# Task requirements:
Return each line of the records below that contains the string "headlight". Matching is case-sensitive.

[BEGIN Input material]

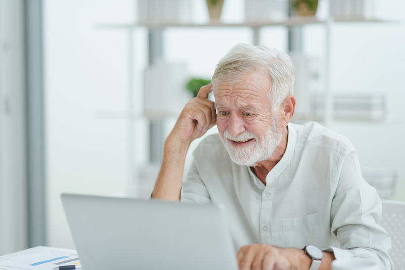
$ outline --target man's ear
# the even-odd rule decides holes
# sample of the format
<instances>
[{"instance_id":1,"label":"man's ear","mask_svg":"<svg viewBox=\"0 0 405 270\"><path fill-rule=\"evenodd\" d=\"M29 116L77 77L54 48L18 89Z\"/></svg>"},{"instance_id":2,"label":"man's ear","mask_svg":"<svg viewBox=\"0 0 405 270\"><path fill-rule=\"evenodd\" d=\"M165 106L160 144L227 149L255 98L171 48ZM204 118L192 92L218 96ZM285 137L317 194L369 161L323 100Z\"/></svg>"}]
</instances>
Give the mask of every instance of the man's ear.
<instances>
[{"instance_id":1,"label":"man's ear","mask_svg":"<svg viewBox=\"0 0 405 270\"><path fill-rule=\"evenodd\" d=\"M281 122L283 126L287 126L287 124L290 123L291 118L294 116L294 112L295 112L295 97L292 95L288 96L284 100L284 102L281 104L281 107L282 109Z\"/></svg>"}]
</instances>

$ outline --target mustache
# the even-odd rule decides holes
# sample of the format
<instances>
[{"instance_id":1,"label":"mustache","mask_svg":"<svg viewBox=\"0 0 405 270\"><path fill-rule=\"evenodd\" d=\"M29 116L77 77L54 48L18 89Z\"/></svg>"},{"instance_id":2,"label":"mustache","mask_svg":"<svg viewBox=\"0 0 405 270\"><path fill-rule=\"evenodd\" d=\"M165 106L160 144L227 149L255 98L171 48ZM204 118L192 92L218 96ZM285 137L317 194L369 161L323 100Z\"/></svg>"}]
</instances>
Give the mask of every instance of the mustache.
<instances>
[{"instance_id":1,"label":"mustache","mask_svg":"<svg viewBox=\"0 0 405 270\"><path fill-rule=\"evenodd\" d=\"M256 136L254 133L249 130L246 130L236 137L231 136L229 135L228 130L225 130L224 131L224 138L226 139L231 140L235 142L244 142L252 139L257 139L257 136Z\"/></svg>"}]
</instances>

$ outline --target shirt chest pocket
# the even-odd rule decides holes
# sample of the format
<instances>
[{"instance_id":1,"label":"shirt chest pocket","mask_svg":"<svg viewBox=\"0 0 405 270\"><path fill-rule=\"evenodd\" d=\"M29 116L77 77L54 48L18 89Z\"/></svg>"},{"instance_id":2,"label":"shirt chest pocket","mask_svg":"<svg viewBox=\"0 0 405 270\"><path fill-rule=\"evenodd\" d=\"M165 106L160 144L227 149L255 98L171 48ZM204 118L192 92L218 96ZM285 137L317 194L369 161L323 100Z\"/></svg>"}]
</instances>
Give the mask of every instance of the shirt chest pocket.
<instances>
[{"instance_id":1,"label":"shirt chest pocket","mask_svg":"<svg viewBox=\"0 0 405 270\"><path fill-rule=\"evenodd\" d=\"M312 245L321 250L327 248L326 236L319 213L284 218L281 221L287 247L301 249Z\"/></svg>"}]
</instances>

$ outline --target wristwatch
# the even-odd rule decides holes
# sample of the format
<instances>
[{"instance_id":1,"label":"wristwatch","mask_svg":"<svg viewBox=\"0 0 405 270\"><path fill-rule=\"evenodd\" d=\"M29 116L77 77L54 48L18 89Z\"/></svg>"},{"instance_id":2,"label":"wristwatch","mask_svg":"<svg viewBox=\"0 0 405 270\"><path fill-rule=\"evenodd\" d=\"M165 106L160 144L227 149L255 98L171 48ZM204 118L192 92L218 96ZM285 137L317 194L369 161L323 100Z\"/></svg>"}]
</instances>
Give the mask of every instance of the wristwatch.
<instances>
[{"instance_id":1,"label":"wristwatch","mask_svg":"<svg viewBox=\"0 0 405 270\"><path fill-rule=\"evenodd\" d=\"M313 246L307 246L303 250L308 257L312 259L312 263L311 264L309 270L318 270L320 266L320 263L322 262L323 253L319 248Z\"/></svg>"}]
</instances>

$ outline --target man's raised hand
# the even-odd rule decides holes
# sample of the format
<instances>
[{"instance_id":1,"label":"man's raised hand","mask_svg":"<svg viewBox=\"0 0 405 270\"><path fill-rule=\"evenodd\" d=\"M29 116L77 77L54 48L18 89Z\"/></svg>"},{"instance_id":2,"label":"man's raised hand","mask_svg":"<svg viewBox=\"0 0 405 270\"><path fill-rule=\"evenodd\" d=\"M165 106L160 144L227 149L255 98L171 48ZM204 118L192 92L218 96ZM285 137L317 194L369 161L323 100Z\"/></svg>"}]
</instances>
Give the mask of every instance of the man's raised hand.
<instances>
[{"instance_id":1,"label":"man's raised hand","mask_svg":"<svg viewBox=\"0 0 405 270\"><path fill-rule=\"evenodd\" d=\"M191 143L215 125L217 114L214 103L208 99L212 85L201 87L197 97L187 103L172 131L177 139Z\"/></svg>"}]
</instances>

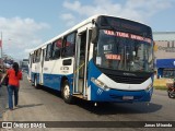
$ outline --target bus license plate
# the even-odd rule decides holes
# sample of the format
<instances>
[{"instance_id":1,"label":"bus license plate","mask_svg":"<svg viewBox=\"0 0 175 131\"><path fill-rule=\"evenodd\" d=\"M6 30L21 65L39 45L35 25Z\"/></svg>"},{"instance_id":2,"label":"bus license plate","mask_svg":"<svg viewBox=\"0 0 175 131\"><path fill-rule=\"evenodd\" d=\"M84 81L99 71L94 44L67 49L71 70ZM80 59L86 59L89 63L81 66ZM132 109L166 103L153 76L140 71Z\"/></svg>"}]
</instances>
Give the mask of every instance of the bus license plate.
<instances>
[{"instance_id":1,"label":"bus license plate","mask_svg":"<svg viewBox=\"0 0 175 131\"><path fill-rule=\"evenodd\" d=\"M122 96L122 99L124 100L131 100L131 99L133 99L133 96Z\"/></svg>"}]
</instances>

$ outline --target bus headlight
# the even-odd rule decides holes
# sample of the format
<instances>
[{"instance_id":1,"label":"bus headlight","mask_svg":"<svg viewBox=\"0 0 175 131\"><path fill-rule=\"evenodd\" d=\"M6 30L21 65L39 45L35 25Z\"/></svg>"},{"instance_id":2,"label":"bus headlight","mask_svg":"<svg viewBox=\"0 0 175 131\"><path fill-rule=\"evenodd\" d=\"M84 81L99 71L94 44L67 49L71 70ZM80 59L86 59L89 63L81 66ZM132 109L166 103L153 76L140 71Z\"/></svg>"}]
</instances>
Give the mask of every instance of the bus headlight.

[END Input material]

# Response:
$ outline --target bus headlight
[{"instance_id":1,"label":"bus headlight","mask_svg":"<svg viewBox=\"0 0 175 131\"><path fill-rule=\"evenodd\" d=\"M6 30L21 65L39 45L35 25Z\"/></svg>"},{"instance_id":2,"label":"bus headlight","mask_svg":"<svg viewBox=\"0 0 175 131\"><path fill-rule=\"evenodd\" d=\"M84 81L99 71L94 44L67 49L71 70ZM80 59L86 59L89 63L81 66ZM132 109L166 103L153 76L140 71Z\"/></svg>"}]
Give the mask of every instance of the bus headlight.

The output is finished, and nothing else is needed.